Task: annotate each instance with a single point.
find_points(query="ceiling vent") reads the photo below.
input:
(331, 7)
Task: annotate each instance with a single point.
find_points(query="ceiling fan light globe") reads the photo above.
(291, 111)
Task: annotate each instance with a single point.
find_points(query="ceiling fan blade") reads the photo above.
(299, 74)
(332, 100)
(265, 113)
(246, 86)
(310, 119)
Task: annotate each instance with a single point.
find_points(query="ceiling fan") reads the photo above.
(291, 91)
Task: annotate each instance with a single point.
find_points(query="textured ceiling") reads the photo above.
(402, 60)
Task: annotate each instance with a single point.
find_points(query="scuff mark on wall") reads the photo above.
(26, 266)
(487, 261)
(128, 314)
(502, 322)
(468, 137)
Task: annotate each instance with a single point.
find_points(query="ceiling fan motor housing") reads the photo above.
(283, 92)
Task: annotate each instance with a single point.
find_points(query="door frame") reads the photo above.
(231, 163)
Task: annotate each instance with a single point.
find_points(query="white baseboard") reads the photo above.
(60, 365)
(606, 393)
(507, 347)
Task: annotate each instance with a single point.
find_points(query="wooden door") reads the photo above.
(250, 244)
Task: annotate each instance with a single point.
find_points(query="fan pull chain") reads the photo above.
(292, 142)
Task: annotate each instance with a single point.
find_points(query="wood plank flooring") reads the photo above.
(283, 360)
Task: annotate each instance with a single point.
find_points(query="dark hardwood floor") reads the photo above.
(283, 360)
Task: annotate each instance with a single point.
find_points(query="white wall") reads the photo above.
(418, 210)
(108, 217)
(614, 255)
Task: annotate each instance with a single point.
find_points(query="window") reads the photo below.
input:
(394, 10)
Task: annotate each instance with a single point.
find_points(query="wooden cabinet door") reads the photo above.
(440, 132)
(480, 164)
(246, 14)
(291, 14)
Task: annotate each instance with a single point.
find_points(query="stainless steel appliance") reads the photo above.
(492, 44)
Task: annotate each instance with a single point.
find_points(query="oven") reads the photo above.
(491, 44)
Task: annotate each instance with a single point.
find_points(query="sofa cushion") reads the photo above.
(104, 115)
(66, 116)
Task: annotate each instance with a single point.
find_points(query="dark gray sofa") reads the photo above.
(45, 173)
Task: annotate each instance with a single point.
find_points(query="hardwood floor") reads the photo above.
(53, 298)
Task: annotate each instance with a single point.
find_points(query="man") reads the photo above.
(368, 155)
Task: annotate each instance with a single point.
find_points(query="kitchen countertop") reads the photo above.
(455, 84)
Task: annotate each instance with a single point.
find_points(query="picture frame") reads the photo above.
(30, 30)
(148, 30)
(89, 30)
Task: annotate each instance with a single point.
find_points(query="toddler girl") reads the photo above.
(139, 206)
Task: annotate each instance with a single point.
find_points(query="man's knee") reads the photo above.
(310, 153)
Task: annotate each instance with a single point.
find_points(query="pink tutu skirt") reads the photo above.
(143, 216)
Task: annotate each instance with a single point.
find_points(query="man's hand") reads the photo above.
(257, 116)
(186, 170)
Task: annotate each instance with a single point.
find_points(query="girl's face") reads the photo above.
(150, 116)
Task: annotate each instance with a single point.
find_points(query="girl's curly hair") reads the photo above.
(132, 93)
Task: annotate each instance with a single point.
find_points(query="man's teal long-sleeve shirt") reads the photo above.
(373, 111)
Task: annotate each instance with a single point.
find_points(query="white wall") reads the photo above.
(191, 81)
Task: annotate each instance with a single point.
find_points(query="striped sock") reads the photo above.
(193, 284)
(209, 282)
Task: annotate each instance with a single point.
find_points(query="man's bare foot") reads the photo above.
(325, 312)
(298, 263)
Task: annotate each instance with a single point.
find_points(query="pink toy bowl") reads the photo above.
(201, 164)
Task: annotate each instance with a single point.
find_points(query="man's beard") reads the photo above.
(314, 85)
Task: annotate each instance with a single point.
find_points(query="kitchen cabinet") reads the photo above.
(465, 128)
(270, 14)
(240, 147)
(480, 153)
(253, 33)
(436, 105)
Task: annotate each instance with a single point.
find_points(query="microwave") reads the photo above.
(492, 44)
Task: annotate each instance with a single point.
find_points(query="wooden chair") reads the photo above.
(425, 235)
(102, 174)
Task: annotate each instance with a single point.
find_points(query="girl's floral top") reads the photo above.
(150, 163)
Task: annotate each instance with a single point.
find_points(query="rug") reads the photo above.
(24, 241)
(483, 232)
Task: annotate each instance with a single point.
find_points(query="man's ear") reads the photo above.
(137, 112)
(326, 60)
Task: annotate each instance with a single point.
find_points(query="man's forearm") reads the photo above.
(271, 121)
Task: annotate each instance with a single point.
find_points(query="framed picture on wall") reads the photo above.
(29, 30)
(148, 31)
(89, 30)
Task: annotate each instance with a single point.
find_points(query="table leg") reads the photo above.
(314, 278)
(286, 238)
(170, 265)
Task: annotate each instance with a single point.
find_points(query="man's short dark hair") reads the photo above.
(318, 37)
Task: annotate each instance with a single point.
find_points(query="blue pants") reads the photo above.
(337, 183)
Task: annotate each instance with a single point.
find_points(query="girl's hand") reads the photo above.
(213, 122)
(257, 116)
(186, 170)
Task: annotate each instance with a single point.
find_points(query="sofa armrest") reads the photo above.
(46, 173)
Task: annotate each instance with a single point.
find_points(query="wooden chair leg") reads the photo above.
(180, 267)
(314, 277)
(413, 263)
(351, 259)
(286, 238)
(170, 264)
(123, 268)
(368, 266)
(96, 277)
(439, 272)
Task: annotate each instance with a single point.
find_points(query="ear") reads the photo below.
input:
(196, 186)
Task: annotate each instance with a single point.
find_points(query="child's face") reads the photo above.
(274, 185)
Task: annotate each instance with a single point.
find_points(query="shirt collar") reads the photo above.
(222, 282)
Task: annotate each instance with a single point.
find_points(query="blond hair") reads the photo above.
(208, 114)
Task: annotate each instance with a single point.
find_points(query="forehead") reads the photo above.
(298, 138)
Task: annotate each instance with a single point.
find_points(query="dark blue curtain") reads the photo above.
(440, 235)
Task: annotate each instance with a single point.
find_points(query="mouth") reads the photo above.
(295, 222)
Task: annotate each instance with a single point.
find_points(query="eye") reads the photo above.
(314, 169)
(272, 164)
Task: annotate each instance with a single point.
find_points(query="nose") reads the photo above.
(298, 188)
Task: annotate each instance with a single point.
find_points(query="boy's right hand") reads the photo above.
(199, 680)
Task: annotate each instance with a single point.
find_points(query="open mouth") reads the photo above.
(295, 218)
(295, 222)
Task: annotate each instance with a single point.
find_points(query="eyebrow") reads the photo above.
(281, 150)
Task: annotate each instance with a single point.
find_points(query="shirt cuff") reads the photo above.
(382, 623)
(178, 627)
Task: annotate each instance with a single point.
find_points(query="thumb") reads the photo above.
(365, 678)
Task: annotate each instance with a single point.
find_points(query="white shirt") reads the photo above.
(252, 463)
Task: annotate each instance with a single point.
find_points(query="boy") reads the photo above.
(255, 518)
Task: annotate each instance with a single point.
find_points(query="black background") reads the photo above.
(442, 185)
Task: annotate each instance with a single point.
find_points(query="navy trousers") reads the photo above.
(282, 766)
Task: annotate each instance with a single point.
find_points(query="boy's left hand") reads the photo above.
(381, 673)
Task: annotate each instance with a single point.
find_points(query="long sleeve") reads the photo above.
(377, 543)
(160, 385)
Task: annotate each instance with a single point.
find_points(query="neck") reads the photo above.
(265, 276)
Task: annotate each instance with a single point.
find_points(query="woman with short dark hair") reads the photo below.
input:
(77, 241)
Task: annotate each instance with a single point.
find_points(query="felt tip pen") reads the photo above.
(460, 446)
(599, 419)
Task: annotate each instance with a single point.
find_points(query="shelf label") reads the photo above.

__WORK TO BE COMPLETED__
Every entry above must appear again in the reply, exactly as it stands.

__RESULT OF THE EXERCISE__
Task: annotate each instance with a single point.
find_points(query="ceiling vent") reads the photo below.
input:
(331, 7)
Task: annotate each instance with a single point.
find_points(query="ceiling fan light globe") reads the photo above.
(291, 111)
Task: annotate each instance with a single point.
find_points(query="ceiling fan blade") reads the photo above.
(299, 74)
(332, 100)
(265, 113)
(246, 86)
(310, 119)
Task: annotate each instance with a single point.
find_points(query="ceiling fan") reads the photo above.
(291, 91)
Task: annotate each instance with a single point.
find_points(query="textured ceiling") reads the photo above.
(402, 60)
Task: annotate each instance with a single point.
find_points(query="scuff mark on wall") reads the photo above.
(26, 266)
(487, 261)
(128, 314)
(502, 322)
(468, 137)
Task: annotate each instance with a single point.
find_points(query="ceiling fan motor housing") reads the photo above.
(283, 92)
Task: annotate each instance with a single point.
find_points(query="door frame") reads the photo above.
(231, 163)
Task: annotate each instance with a single point.
find_points(query="white baseboard") reads the photo above.
(60, 365)
(606, 393)
(507, 347)
Task: annotate each instance with a single point.
find_points(query="wooden door") reads the photo above.
(250, 244)
Task: annotate each instance with a single point.
find_points(query="fan pull chain") reads the photo above.
(292, 142)
Task: annotate each instance with a single point.
find_points(query="wood plank flooring") reads the photo above.
(283, 360)
Task: annotate each instance with a single point.
find_points(query="dark hardwood floor") reads the photo above.
(283, 360)
Task: annotate each instance with a single point.
find_points(query="white wall") reads the photo above.
(418, 210)
(108, 217)
(614, 255)
Task: annotate each instance with a single point.
find_points(query="window") reads the photo below.
input:
(394, 10)
Task: annotate each instance with a single point.
find_points(query="wooden cabinet door") reads the photo above.
(440, 132)
(480, 164)
(246, 14)
(291, 14)
Task: annotate each instance with a single point.
find_points(query="stainless steel appliance") reads the photo above.
(492, 44)
Task: annotate each instance with a single point.
find_points(query="oven") reads the photo above.
(491, 44)
Task: annotate each instance with a single point.
find_points(query="sofa cushion") reads the photo above.
(104, 115)
(66, 116)
Task: annotate each instance with a single point.
find_points(query="dark gray sofa") reads the photo above.
(45, 173)
Task: annotate each instance with a single point.
find_points(query="hardwood floor") reads the photo above.
(53, 298)
Task: annotate each instance with a single point.
find_points(query="man") reads the photo above.
(368, 155)
Task: annotate each instance with a single point.
find_points(query="kitchen countertop") reads the photo above.
(455, 84)
Task: annotate each instance with a single point.
find_points(query="picture frame") reads the photo above.
(30, 30)
(148, 30)
(89, 30)
Task: annotate each instance with a single point.
find_points(query="toddler girl") reads the photo above.
(139, 206)
Task: annotate each instance with a single point.
find_points(query="man's knee") reads the photo above.
(310, 153)
Task: annotate each instance with a single point.
find_points(query="pink tutu skirt") reads the photo above.
(143, 216)
Task: annotate each instance with a single point.
find_points(query="man's hand") reads the photo above.
(257, 116)
(186, 170)
Task: annotate each instance with a single point.
find_points(query="girl's face") reads the photo above.
(150, 116)
Task: annotate each instance with a single point.
find_points(query="girl's curly hair") reads the photo above.
(132, 93)
Task: annotate each instance with a single point.
find_points(query="man's teal long-sleeve shirt") reads the photo above.
(373, 111)
Task: annotate each instance with a single point.
find_points(query="white wall") reads the photo above.
(191, 81)
Task: annotate each instance with a single point.
find_points(query="striped sock") reads the photo above.
(193, 284)
(209, 282)
Task: annotate each instance with a single point.
find_points(query="man's bare foot") reads the photo above.
(325, 312)
(298, 263)
Task: annotate each instance with a single point.
find_points(query="pink toy bowl") reads the photo above.
(201, 164)
Task: annotate each instance with a single point.
find_points(query="man's beard") reads the photo above.
(314, 85)
Task: annotate each instance with a single point.
find_points(query="kitchen cabinet") reads the photo above.
(465, 128)
(270, 14)
(240, 147)
(480, 153)
(253, 33)
(436, 105)
Task: annotate each instance with a single point.
find_points(query="microwave") reads the photo above.
(492, 44)
Task: annotate each instance with a single point.
find_points(query="wooden chair") reads the photo above.
(425, 235)
(102, 174)
Task: annotate each instance with a single point.
find_points(query="girl's floral top") reads the photo above.
(150, 163)
Task: annotate each instance with a single point.
find_points(query="rug") reads the photo above.
(24, 241)
(483, 232)
Task: annotate each instance with a single point.
find_points(query="man's ear") reads the photo above.
(137, 112)
(326, 60)
Task: annotate each instance with a single point.
find_points(query="man's forearm") reads the photo above.
(271, 121)
Task: annotate each instance with a single point.
find_points(query="framed picture on wall") reads the photo above.
(29, 30)
(148, 31)
(89, 30)
Task: annotate each instance with a single point.
find_points(query="table leg") reads the photo above.
(314, 278)
(286, 238)
(170, 265)
Task: annotate each instance with a single point.
find_points(query="man's short dark hair") reads the photo above.
(318, 37)
Task: annotate each instance with a single point.
find_points(query="blue pants") reads the photo above.
(337, 183)
Task: annotate each instance with a single point.
find_points(query="girl's hand") reads the photo above.
(213, 122)
(257, 116)
(186, 170)
Task: annotate each instance with a single point.
find_points(query="sofa armrest") reads the photo above.
(46, 173)
Task: annotate each instance with a single point.
find_points(query="wooden chair leg") reads the photo above.
(180, 267)
(314, 277)
(413, 263)
(351, 259)
(286, 238)
(170, 264)
(123, 268)
(368, 266)
(96, 277)
(439, 272)
Task: annotate each instance with a single point.
find_points(query="ear") reads the photo below.
input:
(196, 186)
Task: annotate each instance with a single point.
find_points(query="child's face") reads the photo above.
(274, 185)
Task: annotate each instance with a single point.
find_points(query="shirt collar") reads the photo above.
(222, 282)
Task: annotate each instance with a single point.
find_points(query="blond hair") reads the photo above.
(208, 114)
Task: annotate each instance with a single point.
find_points(query="forehead") reads the photo above.
(298, 138)
Task: annotate each instance with a single point.
find_points(query="dark blue curtain") reads the photo above.
(440, 235)
Task: annotate each instance with a single point.
find_points(query="mouth") reads the photo above.
(295, 222)
Task: annotate each instance with a single point.
find_points(query="eye") reads the photo above.
(314, 169)
(272, 164)
Task: annotate each instance with a single point.
find_points(query="nose") reads the photo above.
(298, 188)
Task: annotate each instance with a single point.
find_points(query="boy's right hand") reads the photo above.
(199, 680)
Task: annotate each instance with a single point.
find_points(query="open mouth") reads the photo above.
(295, 218)
(295, 222)
Task: annotate each instance with a single point.
find_points(query="eyebrow") reads the photo above.
(281, 150)
Task: annotate each instance with a single point.
find_points(query="shirt cuff") reads the photo above.
(382, 623)
(178, 627)
Task: annotate each instance with a single point.
find_points(query="thumb") reads the photo above.
(365, 678)
Task: annotate each instance with a single point.
find_points(query="white shirt") reads the photo above.
(252, 463)
Task: annotate each instance with a single point.
find_points(query="boy") reads the photo above.
(255, 518)
Task: annotate each instance with a single point.
find_points(query="black background") reads the photo above.
(442, 185)
Task: annotate each instance with a single point.
find_points(query="navy trousers") reads the photo above.
(282, 766)
Task: annotate each instance with a single point.
find_points(query="boy's left hand") reads the photo above.
(381, 673)
Task: annotate each instance with a single point.
find_points(query="long sleeve") reads the photo above.
(377, 543)
(160, 385)
Task: annotate each instance with a single point.
find_points(query="neck") reads the photo above.
(265, 276)
Task: annotate each instance with a single point.
find_points(query="woman with short dark hair") reads the photo below.
input:
(77, 241)
Task: annotate each instance with a single point.
find_points(query="felt tip pen") reads the photo above.
(460, 446)
(599, 419)
Task: annotate each instance with a single point.
find_points(query="shelf label") reads the photo above.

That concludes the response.